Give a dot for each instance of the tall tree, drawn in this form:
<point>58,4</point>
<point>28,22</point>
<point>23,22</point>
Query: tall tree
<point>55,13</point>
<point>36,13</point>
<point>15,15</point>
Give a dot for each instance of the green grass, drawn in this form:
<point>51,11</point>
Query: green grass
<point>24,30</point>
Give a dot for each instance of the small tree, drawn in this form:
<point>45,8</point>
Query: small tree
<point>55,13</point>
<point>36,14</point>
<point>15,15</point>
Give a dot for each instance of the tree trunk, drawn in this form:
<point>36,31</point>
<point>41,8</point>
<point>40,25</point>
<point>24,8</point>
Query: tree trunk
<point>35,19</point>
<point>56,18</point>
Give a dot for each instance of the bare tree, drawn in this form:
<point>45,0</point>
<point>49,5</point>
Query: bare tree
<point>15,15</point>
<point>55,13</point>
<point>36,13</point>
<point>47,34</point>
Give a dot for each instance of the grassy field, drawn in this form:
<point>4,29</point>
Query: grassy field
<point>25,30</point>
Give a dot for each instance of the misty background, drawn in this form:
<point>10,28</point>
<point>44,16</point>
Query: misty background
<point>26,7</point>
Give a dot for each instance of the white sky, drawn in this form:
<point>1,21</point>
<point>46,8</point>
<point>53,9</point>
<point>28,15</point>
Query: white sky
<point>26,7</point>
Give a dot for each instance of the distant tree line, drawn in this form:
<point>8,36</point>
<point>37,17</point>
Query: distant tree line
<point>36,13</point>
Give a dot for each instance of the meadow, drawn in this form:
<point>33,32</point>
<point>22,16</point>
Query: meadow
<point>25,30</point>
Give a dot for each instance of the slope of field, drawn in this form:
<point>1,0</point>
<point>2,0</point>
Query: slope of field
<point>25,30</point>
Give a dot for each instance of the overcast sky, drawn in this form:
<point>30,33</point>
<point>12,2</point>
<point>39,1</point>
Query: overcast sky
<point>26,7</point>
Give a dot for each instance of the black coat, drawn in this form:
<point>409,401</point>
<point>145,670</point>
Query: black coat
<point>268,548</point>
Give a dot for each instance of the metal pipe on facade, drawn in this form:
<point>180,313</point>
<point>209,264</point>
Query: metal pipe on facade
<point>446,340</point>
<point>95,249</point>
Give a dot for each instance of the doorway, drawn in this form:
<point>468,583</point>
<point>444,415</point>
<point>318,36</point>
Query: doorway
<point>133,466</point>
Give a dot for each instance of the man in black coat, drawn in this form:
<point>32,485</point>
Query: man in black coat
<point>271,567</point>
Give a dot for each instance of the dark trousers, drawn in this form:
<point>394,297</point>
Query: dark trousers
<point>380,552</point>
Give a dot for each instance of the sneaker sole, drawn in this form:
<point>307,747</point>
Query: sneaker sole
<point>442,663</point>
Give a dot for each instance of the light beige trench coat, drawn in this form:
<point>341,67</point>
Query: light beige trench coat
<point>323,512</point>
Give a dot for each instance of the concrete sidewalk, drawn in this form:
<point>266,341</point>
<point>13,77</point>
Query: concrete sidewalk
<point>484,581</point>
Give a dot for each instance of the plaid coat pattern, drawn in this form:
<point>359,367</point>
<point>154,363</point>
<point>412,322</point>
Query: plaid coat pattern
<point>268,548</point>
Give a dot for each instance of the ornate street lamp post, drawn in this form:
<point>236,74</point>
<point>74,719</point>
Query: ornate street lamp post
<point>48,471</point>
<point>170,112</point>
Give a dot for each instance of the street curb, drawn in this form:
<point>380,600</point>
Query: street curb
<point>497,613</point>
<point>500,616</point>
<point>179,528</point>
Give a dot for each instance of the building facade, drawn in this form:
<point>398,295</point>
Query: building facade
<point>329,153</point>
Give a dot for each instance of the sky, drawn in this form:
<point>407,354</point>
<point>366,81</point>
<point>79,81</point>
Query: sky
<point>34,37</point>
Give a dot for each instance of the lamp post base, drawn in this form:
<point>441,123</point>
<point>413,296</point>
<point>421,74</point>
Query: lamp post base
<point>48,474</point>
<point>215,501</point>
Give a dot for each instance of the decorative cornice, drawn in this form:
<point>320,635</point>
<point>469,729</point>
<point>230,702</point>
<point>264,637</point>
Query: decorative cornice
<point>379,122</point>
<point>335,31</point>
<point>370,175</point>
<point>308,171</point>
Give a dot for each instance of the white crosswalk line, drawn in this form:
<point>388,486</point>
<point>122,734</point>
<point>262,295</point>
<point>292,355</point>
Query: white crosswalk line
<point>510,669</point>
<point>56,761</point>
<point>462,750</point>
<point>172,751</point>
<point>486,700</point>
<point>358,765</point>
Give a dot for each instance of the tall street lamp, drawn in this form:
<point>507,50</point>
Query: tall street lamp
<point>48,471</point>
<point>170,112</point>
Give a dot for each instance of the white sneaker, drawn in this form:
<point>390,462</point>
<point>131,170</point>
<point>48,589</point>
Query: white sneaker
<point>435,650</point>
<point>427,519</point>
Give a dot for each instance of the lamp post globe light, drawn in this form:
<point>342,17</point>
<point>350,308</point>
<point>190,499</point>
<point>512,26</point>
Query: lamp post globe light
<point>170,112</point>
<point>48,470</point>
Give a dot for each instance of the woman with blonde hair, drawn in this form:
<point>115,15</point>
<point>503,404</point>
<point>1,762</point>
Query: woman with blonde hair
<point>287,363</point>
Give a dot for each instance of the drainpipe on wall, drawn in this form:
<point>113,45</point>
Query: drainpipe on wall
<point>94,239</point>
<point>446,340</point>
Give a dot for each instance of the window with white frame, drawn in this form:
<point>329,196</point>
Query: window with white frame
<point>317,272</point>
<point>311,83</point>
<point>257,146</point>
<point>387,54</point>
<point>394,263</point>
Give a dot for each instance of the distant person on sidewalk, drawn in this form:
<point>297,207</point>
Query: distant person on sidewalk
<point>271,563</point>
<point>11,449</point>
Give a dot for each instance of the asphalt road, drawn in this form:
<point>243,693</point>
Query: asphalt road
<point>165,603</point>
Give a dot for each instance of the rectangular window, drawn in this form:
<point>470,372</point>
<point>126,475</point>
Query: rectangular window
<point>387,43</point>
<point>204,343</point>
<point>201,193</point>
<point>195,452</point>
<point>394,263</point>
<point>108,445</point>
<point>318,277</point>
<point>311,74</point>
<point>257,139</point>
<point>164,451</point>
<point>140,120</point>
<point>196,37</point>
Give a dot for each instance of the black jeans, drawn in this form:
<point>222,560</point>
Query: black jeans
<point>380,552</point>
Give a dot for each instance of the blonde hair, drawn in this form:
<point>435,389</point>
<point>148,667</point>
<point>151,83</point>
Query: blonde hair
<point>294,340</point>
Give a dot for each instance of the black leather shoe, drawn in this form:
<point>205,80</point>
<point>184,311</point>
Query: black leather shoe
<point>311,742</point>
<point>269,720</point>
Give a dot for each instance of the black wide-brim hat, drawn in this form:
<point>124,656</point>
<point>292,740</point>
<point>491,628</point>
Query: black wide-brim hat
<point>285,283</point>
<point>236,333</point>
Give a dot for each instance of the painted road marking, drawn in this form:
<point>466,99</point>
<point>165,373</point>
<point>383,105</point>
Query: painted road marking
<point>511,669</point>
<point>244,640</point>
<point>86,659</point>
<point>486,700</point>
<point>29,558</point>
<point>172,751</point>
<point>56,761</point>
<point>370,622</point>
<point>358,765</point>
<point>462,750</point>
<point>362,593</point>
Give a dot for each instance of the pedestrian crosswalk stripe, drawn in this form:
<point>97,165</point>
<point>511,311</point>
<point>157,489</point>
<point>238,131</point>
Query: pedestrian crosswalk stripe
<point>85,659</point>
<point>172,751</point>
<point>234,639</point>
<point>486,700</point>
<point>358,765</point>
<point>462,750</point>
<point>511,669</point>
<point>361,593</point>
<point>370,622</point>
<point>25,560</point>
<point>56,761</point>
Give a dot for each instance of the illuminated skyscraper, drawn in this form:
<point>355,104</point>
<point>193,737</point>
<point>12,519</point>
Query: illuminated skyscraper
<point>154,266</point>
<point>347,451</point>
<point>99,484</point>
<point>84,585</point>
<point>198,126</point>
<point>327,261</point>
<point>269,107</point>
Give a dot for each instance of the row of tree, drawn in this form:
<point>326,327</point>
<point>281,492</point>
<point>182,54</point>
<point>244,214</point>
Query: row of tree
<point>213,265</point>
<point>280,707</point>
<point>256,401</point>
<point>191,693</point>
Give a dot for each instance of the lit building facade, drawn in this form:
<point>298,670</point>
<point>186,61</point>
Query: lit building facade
————————
- Task to complete -
Please rewrite the records from the line holding "Give a dot for each instance of the painted" through the end of the records, both ends included, changing "illuminated skyscraper" to "lit tower" and leaving everything else as it is. Give only those lines.

- Written solution -
Give a dot for each instance of the painted road marking, drawn in this form:
<point>466,99</point>
<point>165,373</point>
<point>383,105</point>
Query: painted road marking
<point>511,669</point>
<point>244,640</point>
<point>86,659</point>
<point>486,700</point>
<point>29,558</point>
<point>172,751</point>
<point>56,761</point>
<point>370,622</point>
<point>358,765</point>
<point>462,750</point>
<point>362,593</point>
Give a dot for each instance of the pedestrian crosswalk stripe, drawn in this form:
<point>97,165</point>
<point>511,311</point>
<point>157,489</point>
<point>238,131</point>
Query: pedestrian crosswalk stripe
<point>85,659</point>
<point>172,751</point>
<point>234,639</point>
<point>486,700</point>
<point>358,765</point>
<point>462,750</point>
<point>511,669</point>
<point>361,593</point>
<point>370,622</point>
<point>25,560</point>
<point>56,761</point>
Give a dot for each instance of the lit tower, drawn in this form:
<point>355,104</point>
<point>193,737</point>
<point>12,519</point>
Query: lit tower
<point>154,266</point>
<point>347,451</point>
<point>99,484</point>
<point>84,585</point>
<point>198,126</point>
<point>327,261</point>
<point>269,107</point>
Give a dot for each instance of the row of tree, drawn in this form:
<point>326,327</point>
<point>281,492</point>
<point>182,54</point>
<point>244,214</point>
Query: row of tree
<point>213,265</point>
<point>280,707</point>
<point>256,401</point>
<point>191,693</point>
Give a dot for each instance of the lit building facade, drawn in this form:
<point>298,670</point>
<point>186,61</point>
Query: lit building facade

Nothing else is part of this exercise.